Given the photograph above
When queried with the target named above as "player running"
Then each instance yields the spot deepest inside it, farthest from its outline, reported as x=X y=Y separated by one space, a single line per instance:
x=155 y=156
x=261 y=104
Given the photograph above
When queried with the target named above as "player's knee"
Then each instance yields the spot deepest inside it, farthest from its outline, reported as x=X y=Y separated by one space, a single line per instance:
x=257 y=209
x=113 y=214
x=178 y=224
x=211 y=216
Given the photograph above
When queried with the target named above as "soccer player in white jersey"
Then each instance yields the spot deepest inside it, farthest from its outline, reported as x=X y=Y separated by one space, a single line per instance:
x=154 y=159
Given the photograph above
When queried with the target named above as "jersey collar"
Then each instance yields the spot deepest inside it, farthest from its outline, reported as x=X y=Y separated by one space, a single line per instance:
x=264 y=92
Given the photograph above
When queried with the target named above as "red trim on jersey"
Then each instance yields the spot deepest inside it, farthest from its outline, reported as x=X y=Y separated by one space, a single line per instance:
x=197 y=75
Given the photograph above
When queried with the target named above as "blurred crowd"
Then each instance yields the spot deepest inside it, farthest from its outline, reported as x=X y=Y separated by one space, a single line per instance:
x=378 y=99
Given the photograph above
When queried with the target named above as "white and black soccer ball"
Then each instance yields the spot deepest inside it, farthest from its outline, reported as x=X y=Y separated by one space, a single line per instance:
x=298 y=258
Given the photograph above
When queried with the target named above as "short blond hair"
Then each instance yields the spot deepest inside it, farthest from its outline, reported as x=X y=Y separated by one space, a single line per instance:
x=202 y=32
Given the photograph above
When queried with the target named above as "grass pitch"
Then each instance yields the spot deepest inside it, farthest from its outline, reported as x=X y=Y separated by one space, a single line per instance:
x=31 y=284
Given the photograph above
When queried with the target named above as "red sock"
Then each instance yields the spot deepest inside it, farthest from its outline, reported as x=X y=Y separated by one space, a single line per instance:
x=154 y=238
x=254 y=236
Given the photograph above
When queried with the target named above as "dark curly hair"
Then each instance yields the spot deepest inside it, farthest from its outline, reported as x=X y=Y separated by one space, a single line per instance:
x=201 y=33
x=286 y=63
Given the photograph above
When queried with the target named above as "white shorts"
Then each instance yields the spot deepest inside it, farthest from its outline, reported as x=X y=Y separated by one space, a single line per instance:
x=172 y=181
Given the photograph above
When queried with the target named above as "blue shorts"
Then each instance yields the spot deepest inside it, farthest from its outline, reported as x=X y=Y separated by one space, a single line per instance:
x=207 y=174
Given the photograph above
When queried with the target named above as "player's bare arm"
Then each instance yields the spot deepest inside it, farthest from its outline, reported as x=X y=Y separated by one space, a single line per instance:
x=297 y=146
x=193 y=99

-----

### 出題内容
先頭の行から「x=155 y=156」を含む行までの範囲について、「player running」を「running player」に変更し、それ以外は一切変えずにその範囲のみを書き直してください。

### 記述解答
Given the photograph above
When queried with the target named above as "running player"
Then each instance yields the spot deepest inside it, farthest from its outline, reported as x=X y=Y separated by one space, a single line per instance:
x=155 y=156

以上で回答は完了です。